Texte à lire =

Manifestants algériens : « Nous devons nous débarrasser du système »

Janet Post
le 1 avril 2019

En Algérie, le mouvement réclamant la démission immédiate du président souffrant Abdelaziz Bouteflika continue à prendre de l’ampleur. Les travailleurs considèrent comme un subterfuge son annonce du 11 mars, affirmant qu’il ne se présenterait pas aux prochaines élections, et le report des élections jusqu’à ce qu’une nouvelle constitution soit rédigée.

Le 15 mars, des centaines de milliers de personnes ont répondu à cette annonce en envahissant les rues d’Alger. C’était la plus grande action depuis que les manifestations ont éclaté dans tout le pays après qu’Abdelaziz Bouteflika a déclaré en février qu’il prévoyait se présenter pour un cinquième mandat aux élections du 18 avril. Le 11 mars, une grève générale a regroupé les syndicats du secteur public et des commerçants.

« Non à la violation de la constitution, » « Système, va-t’en. Le peuple est arrivé » et « Vous prolongez votre mandat, nous prolongeons notre combat » disaient quelques-unes des pancartes brandies à la manifestation du 15 mars.

Une autre pancarte, opposée à l’intervention impérialiste en Algérie, affirmait : « Ni Washington, ni Paris. Nous élirons nous-mêmes le président. » Un tweet du président français Emmanuel Macron selon lequel l’annonce de Bouteflika « a ouvert une nouvelle page de la démocratie algérienne, » a mis les manifestants en furie.

Les partis d’opposition bourgeois n’ont joué qu’un secondaire dans les actions, que des dizaines de milliers de jeunes ont aidé à diriger. La moitié des Algériens ont moins de 30 ans et le quart de ceux-ci sont en chômage.

Les manifestants ont scandé : « Nous voulons des élections sans Bouteflika, on nous a donné Bouteflika sans élections, » a rapporté BBC News.

Votre travail =
1. D'après l'article sur les manifestations en Algérie, quelle proportion des Algériens a moins de 30 ans ?
2. Rédigez la suite de l'article sur les manifestations en Algérie en partant de sa dernière phrase.

Lignes extraites =

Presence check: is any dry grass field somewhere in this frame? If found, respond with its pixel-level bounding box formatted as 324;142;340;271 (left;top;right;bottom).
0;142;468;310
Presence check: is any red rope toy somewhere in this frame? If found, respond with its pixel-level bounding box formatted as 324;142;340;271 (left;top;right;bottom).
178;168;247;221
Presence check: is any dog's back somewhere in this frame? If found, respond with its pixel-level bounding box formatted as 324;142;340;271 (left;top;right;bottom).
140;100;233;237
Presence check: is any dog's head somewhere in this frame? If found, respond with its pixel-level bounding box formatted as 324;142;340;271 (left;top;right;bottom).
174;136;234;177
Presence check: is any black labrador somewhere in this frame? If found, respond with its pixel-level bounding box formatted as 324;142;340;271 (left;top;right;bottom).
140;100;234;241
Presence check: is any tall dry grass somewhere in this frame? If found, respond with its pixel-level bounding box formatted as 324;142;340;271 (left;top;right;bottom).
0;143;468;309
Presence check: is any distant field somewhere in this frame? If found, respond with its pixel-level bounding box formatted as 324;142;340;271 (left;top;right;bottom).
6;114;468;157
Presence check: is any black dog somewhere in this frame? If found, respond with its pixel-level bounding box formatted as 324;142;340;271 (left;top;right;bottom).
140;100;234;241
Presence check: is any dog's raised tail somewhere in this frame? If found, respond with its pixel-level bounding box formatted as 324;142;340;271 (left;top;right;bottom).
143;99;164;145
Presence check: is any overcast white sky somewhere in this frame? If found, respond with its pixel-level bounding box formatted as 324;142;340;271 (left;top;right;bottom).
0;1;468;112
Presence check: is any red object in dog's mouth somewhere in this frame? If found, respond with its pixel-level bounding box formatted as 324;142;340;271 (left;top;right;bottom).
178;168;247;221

Réponses par consigne =
1. La moitié des Algériens ont moins de 30 ans.

2.
Bouteflika, âgé de 82 ans, est président de cette ancienne colonie française depuis 1999. Il a joué un rôle clé dans les négociations pour mettre fin à un conflit sanglant de dix ans avec des groupes islamistes armés. Il a été paralysé à la suite d’un accident vasculaire cérébral en 2013 et ne s’est plus adressé au pays depuis. Il a rarement paru en public. Le gouvernement est dirigé par l’armée, ses partisans du parti du Front de libération nationale, son frère Saïd et des capitalistes qui ont des contrats lucratifs avec l’État.

En 1962, les travailleurs ont fait une révolution et renversé le pouvoir colonial français en Algérie. Un gouvernement ouvrier et paysan dirigé par Ahmed Ben Bella a pris le pouvoir. Cependant, trois ans plus tard, il a été renversé par un coup d’État organisé par le ministre de la Défense, le colonel Houari Boumedienne, soutenu par le ministre des Affaires étrangères de l’époque, Bouteflika. Les gains de la révolution ont ainsi été renversés.

Ben Bella a été jeté en prison pendant 15 ans, puis exilé pendant une autre décennie. Le gouvernement révolutionnaire cubain a soutenu la révolution algérienne avec une aide économique et militaire, des médecins et d’autres travailleurs de la santé. Il a contribué à défendre l’Algérie contre les provocations du Maroc voisin en 1963.

Dans un discours prononcé le 27 juin 1965, le dirigeant révolutionnaire cubain Fidel Castro a dénoncé le coup d’État, qui s’était fait au nom de la « défense » de la révolution. « Ceux qui méprisent la force des masses et qui pourraient essayer de la remplacer par la force des casernes, derrière le dos du peuple » ne peuvent jamais être révolutionnaires, a déclaré Castro.

L’exportation de pétrole et de gaz représente aujourd’hui 95 pour cent des recettes extérieures du pays. Le gouvernement a utilisé une partie des bénéfices provenant de cette source pour financer des programmes de protection sociale dans le but d’empêcher les travailleurs et les agriculteurs de se soulever.

Mais depuis 2014, année où les prix du pétrole brut ont chuté à 50 $ US, les programmes d’aide sociale ont été réduits et l’inflation a augmenté. La croissance économique est tombée de 3,8 pour cent en 2014 à 2,3 pour cent en 2018. L’industrie pétrolière est en proie à la corruption et « la possibilité que les grèves qui ont touché d’autres industries se propagent au secteur de l’énergie en Algérie préoccupe » ses dirigeants, a écrit le Washington Post.

En France, qui compte la plus grande population d’Algériens hors du pays, quelque 10 000 personnes ont manifesté sur la place de la République à Paris, le 3 mars. Six mille personnes ont manifesté à Marseille et un autre rassemblement a eu lieu à Bordeaux.

Plusieurs milliers d’Algériens se sont rassemblés devant le consulat algérien à Montréal le 17 mars. Il s’agissait de la quatrième manifestation dans cette ville en solidarité avec les actions en Algérie en autant de semaines.

« Nous sommes contre la domination de Bouteflika et du régime, » a affirmé au Militant Mustafa Deba, qui est un mécanicien. « Nous sommes pour un régime choisi par le peuple. »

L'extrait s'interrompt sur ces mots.